##### Excerpted passage #####
This is framed as a binary classification problem.
Figure 1: The two-phase pretraining process. (1) Contrastive learning aligns query embeddings based on shared LLM preferences. (2) The LLM embeddings themselves are learned and positioned within this shared space.
The result: initial LLM embeddings \(\theta_i^{\text{pref}}\)
that encode the general task strengths of each model.
Step 2: Online Learning with Contextual Bandits
Once pretrained, PILOT evolves with live user feedback.
Figure 2: The online bandit router adapts by combining query context, an LLM pool, and budget constraints, learning from feedback.
Setup:
- Context: Projected embedding of current query \(\psi(q_t)\).
- Arms: The available LLMs.
- Reward: Quality score \(r_t \in [0, 1]\) of the chosen LLM’s response.
The expected reward is modeled as cosine similarity between normalized query and LLM embeddings:
\[ \mathbb{E}[r_t|a, q_t] = \cos(\hat{\psi}(q_t), \hat{\theta}_a) = \hat{\psi}(q_t) \cdot \hat{\theta}_a \]This linear form fits perfectly with LinUCB, which balances:
- Exploitation — pick the arm with the best current estimate.
#####
What you should do
Extend the passage on PILOT's bandit-based routing of queries to LLMs, picking up right after its last line.
##### Supplied information #####
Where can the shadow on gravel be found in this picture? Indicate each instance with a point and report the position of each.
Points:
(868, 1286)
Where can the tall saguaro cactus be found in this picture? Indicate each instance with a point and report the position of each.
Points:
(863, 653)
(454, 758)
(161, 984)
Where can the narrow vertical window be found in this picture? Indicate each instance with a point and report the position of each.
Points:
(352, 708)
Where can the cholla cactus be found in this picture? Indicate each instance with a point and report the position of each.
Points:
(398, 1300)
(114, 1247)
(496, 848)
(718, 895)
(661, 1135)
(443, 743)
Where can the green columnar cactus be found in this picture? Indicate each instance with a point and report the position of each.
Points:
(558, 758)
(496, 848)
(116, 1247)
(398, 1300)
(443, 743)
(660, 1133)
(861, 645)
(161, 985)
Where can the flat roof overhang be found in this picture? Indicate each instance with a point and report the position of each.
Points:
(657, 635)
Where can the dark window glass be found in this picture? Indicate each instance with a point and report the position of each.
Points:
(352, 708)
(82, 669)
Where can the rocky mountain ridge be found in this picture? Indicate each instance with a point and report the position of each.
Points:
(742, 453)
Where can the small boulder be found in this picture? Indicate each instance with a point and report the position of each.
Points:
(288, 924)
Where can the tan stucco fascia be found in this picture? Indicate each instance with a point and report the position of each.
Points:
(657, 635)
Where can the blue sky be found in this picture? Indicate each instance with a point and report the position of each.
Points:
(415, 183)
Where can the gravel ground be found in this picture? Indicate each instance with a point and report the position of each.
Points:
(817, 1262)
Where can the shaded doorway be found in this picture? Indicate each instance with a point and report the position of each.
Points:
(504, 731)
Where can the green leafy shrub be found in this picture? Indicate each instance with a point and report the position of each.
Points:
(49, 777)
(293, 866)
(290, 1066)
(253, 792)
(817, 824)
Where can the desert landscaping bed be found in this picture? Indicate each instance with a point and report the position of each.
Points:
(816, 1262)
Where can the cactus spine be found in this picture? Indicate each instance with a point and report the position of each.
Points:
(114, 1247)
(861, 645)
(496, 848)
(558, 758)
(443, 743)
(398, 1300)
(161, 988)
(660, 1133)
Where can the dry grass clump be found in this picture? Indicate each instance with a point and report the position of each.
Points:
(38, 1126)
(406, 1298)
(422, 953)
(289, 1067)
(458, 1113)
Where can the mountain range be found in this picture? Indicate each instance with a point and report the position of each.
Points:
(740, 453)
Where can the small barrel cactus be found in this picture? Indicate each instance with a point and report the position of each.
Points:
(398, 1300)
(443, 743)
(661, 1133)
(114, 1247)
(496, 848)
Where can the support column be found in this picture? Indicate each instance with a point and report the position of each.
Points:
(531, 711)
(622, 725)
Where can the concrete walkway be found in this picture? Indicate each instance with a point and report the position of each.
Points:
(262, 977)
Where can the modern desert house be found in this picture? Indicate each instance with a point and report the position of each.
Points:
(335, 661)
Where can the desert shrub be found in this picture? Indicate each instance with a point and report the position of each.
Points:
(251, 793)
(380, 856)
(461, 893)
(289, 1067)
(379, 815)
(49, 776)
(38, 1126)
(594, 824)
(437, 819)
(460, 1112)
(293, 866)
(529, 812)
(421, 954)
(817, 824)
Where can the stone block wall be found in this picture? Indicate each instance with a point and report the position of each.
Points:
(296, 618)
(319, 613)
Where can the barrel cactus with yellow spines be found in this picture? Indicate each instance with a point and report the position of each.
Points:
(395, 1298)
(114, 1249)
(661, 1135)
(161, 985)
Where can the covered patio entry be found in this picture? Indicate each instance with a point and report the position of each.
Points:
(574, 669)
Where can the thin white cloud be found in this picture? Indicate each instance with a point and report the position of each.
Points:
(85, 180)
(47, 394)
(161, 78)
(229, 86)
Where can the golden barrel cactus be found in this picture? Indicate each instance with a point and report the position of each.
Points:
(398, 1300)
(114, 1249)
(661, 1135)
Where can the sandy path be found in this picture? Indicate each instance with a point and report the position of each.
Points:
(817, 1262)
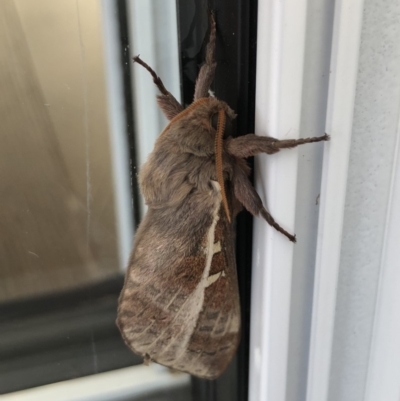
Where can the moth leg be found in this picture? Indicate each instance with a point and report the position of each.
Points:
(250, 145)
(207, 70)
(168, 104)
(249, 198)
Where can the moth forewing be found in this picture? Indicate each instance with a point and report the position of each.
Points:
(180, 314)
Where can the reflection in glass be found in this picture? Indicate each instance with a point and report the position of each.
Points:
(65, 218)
#####
##### Supplied information #####
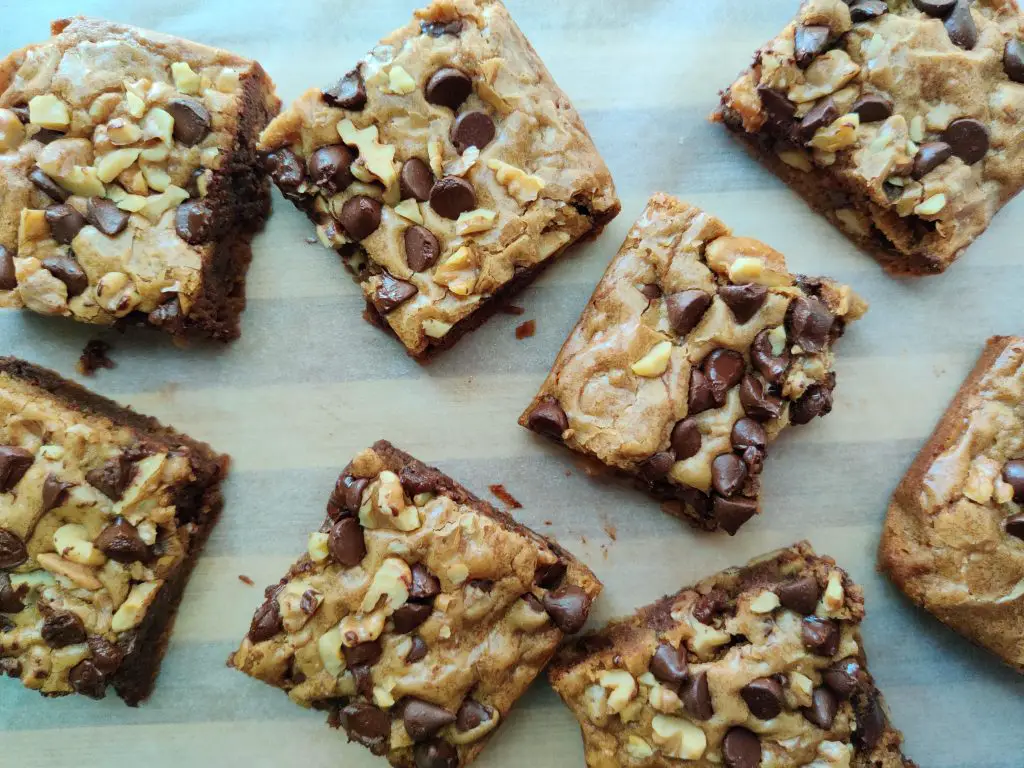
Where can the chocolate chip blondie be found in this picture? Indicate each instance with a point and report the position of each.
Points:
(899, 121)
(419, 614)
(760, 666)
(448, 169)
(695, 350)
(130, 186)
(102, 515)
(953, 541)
#####
##### Supplied information #####
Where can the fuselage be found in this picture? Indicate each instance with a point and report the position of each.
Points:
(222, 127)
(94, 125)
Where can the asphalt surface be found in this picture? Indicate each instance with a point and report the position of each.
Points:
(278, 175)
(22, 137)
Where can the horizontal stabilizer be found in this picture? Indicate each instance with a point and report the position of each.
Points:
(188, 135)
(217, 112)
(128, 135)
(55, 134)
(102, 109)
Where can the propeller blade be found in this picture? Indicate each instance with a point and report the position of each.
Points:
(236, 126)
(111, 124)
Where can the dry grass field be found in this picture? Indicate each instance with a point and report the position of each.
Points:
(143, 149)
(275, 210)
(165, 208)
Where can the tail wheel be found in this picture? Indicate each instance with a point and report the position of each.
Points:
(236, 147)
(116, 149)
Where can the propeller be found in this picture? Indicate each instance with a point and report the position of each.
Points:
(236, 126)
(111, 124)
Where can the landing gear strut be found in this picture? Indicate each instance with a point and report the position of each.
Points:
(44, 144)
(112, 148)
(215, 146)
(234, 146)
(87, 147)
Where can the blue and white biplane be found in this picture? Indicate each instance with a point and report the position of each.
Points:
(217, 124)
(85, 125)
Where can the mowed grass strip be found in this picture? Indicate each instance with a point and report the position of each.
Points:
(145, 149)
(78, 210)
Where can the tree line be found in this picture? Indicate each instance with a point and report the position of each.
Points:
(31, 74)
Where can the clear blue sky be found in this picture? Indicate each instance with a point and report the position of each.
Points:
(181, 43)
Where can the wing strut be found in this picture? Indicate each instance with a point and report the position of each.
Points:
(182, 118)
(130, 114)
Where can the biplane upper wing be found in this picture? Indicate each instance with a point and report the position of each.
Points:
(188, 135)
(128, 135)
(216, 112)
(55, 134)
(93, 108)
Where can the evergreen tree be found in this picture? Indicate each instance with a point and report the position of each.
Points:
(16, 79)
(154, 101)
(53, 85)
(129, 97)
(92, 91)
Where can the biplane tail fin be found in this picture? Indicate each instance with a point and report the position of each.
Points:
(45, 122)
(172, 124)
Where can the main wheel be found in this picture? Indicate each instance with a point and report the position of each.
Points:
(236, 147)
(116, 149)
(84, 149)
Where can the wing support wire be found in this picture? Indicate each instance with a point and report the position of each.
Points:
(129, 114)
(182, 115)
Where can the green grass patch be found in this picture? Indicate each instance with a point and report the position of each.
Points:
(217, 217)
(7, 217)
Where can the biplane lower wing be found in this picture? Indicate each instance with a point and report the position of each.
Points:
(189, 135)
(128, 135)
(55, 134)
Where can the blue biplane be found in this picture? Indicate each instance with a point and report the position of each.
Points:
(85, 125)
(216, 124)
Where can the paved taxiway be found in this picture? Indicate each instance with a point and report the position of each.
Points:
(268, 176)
#####
Expected output
- Exploration — try arms with high uncertainty.
The selection rule is:
\[ \operatorname*{arg\,max}_{a} \big[ \cos(\hat{\psi}(q_t), \tilde{\theta}_a^t) + \alpha \sqrt{ \hat{\psi}(q_t)^\top (A_a^t)^{-1} \hat{\psi}(q_t) } \big] \]PILOT’s edge: Its initial parameters \(\theta_a^0\) are set to \(\theta_a^{\text{pref}}\) from pretraining—not zeros—resulting in faster convergence and lower regret.
Step 3: Budget-Aware Routing
Real-world systems must respect budget constraints.
The authors propose an Online Multi-Choice Knapsack Policy (ON-MCKP):
- Budget \(B\) over \(Q\) queries.
- Each LLM choice consumes cost (token usage) and yields an estimated reward.
- At each step, only LLMs under a dynamic cost threshold are eligible.
- Pick the eligible LLM with highest expected reward.
A binning strategy divides \(Q\) queries into bins with per-bin budgets. Unused budget spills over, enabling flexible allocation without overspending.
Experimental Setup and Results
Using Routerbench (64 tasks across reasoning, math, coding, conversation), they simulated online learning with:
- Learning Bucket — bandit routing updates occur here.
- Deployment Bucket — performance is evaluated here.
Figure 3: Across both single-task (MMLU) and multi-task (Routerbench) settings, PILOT (orange) outperforms baselines in deployment performance (i), learning efficiency (ii), and regret (iii).
Key highlight:
In multi-task routing, PILOT achieves 93% of GPT-4’s performance at only 25% of its cost.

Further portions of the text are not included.